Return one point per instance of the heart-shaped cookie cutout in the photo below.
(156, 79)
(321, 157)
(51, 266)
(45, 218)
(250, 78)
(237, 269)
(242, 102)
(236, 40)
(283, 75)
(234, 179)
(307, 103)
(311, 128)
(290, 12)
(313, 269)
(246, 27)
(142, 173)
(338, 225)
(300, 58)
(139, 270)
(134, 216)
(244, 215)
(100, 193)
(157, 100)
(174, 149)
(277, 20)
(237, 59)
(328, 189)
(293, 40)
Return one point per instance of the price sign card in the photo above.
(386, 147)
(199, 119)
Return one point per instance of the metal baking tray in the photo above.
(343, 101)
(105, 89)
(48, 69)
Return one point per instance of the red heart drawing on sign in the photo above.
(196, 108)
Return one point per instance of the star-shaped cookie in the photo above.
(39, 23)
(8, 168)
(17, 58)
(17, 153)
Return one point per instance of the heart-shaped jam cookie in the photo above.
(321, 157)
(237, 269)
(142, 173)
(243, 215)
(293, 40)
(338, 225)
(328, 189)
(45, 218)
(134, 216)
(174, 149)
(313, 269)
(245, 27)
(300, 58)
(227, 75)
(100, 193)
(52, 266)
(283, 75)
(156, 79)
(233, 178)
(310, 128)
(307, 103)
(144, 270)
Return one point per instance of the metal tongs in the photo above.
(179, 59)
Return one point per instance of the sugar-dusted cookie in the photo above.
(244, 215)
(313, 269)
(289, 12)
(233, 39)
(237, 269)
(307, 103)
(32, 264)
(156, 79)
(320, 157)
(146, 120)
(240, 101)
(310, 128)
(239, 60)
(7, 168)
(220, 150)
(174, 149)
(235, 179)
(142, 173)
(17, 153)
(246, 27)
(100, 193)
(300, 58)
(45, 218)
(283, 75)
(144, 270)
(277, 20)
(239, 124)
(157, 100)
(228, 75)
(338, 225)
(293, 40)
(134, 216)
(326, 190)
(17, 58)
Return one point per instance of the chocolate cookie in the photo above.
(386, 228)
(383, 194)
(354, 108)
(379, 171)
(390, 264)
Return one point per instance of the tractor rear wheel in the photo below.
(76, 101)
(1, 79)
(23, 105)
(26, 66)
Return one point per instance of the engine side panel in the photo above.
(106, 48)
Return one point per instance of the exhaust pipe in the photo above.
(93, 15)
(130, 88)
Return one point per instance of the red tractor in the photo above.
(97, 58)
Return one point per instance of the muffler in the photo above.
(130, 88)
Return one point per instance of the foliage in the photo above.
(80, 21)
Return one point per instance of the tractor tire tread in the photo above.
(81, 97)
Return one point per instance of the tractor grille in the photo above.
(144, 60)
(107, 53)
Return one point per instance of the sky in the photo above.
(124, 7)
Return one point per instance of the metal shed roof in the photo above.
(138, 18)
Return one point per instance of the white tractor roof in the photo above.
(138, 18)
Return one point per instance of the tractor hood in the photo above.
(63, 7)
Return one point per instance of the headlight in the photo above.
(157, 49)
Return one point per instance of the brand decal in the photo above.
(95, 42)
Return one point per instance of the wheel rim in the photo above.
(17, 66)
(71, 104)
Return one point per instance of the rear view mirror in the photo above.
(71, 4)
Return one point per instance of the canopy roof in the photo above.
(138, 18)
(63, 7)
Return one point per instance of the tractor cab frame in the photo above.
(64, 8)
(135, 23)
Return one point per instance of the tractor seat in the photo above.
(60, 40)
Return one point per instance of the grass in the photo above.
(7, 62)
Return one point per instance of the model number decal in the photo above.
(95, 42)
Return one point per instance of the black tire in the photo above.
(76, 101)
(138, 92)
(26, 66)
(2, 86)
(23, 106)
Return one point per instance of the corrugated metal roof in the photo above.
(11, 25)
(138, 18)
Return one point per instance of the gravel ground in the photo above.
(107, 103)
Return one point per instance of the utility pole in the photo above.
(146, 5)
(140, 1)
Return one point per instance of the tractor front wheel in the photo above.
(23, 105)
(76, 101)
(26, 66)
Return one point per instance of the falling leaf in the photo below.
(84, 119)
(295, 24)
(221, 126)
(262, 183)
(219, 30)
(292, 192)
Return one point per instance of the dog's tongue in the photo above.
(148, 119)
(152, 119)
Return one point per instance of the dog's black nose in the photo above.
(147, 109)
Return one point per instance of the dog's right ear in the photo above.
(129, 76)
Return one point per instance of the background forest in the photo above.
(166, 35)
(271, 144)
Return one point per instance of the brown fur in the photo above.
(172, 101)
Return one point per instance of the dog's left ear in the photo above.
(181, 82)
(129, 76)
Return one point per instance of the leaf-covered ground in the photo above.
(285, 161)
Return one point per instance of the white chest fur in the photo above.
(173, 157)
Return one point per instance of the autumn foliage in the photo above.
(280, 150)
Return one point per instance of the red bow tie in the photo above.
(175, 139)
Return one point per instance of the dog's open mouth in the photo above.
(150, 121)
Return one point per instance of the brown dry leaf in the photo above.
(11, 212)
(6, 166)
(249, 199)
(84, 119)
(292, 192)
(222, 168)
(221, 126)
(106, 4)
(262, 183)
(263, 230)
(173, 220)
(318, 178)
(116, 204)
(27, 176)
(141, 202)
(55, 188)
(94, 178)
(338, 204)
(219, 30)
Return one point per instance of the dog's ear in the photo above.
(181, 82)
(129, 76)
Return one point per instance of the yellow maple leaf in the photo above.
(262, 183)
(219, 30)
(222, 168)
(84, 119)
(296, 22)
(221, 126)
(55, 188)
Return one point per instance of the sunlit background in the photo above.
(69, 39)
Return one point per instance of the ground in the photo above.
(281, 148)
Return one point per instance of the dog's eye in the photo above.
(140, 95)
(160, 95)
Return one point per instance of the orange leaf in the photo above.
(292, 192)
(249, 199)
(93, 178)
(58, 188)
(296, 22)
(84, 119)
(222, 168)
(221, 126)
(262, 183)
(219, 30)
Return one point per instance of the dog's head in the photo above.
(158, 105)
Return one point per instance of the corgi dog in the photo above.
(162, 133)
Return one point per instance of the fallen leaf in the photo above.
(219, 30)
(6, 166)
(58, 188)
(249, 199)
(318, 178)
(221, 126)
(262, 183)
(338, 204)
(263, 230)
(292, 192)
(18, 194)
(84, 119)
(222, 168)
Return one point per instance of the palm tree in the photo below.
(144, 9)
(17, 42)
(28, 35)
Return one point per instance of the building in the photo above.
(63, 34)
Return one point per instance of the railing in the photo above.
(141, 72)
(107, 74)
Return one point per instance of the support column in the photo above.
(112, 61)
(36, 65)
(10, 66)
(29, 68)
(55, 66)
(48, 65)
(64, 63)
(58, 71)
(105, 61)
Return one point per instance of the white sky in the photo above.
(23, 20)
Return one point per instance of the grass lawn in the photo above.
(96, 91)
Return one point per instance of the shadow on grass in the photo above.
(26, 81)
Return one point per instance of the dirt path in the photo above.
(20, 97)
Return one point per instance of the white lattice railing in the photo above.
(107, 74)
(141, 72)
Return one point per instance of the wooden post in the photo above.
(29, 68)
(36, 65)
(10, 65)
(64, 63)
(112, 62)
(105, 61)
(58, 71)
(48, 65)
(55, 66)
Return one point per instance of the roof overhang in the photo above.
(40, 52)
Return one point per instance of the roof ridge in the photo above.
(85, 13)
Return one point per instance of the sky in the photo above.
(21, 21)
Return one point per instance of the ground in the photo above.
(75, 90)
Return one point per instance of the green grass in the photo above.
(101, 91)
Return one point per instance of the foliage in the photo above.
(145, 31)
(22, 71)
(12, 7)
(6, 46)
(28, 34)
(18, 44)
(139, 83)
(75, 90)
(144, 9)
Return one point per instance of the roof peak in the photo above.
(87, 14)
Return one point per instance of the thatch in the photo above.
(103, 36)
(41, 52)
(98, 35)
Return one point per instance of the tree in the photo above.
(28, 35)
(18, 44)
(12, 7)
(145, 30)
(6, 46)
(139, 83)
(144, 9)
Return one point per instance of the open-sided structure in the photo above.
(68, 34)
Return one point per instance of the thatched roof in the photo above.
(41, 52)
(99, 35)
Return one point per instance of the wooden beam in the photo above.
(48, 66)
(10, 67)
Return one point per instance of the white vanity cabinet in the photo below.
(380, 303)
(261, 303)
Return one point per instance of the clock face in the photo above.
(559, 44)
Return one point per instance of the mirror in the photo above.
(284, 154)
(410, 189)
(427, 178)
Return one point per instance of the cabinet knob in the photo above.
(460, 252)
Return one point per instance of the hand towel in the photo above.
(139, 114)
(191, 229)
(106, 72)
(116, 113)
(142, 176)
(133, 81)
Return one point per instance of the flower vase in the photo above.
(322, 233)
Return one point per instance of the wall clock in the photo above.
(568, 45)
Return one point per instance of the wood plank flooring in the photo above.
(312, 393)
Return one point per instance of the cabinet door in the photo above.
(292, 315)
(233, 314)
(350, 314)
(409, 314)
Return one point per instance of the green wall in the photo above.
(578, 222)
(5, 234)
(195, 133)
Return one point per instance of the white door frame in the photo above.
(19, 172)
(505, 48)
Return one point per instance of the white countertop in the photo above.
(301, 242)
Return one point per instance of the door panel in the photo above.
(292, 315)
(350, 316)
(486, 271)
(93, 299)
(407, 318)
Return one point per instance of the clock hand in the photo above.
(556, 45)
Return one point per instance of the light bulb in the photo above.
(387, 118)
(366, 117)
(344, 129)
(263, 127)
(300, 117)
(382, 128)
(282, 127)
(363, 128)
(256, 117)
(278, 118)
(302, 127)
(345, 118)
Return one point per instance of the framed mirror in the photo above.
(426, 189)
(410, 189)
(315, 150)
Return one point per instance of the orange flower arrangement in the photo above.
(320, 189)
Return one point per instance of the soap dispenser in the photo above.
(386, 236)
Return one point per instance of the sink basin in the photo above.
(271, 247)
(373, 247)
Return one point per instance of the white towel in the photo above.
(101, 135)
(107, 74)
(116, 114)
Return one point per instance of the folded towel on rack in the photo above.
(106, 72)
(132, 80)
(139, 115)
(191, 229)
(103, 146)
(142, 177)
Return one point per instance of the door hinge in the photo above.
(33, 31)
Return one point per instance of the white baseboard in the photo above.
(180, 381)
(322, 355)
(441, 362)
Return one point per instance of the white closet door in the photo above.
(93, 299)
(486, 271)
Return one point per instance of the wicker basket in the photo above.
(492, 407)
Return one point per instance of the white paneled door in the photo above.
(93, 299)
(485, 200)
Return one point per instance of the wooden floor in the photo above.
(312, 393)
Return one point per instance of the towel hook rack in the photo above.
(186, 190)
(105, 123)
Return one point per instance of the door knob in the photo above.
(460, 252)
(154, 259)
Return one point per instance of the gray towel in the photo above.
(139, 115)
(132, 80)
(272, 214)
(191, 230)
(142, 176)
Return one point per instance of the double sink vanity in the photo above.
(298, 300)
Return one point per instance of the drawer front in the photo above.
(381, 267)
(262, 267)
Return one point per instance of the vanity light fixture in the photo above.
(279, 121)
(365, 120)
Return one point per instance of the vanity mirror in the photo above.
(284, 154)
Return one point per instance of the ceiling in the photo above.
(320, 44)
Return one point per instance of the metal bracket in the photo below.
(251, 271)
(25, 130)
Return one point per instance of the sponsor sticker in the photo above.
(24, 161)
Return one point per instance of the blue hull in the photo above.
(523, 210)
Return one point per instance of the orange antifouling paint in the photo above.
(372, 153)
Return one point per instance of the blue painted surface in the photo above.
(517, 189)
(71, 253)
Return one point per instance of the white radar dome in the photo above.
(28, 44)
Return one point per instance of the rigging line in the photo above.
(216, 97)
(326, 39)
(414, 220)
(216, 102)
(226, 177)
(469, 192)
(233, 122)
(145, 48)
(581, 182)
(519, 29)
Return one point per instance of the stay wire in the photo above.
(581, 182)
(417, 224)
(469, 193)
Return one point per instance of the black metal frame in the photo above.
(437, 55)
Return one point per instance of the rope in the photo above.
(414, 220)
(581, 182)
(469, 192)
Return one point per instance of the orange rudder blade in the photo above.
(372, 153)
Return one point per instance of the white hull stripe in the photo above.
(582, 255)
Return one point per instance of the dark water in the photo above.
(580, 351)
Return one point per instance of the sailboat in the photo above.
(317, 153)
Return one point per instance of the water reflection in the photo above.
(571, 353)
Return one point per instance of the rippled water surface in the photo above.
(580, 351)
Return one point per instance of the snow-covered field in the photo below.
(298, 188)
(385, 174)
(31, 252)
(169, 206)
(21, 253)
-*-
→ **Exercise**
In the records above, return only the line that contains "Return one point per instance of the blue painted" and every line after it through the last, exactly as they appear.

→ **Full answer**
Return one point per instance of the blue painted surface in the photo above.
(517, 189)
(71, 253)
Return one point per instance of the white radar dome in the photo above.
(28, 44)
Return one point per instance of the rigging line in the photo above.
(216, 97)
(326, 39)
(414, 220)
(216, 102)
(226, 177)
(469, 192)
(233, 122)
(145, 48)
(581, 182)
(519, 29)
Return one point per instance of the stay wire in the photo above.
(581, 182)
(417, 224)
(469, 193)
Return one point per instance of the black metal frame in the photo above.
(437, 55)
Return one point per instance of the rope in the photo above.
(414, 220)
(581, 182)
(469, 192)
Return one point per instance of the orange rudder blade in the photo above.
(372, 153)
Return one point per instance of the white hull stripe in the photo above.
(582, 255)
Return one point per instance of the dark water in the photo above.
(580, 351)
Return one point per instance of the sailboat in the photo above.
(317, 153)
Return one point per instance of the water reflection in the photo above.
(571, 353)
Return one point per instance of the rippled water surface in the photo above.
(580, 351)
Return one point per instance of the snow-covered field in the photo below.
(298, 188)
(385, 174)
(31, 252)
(169, 206)
(21, 253)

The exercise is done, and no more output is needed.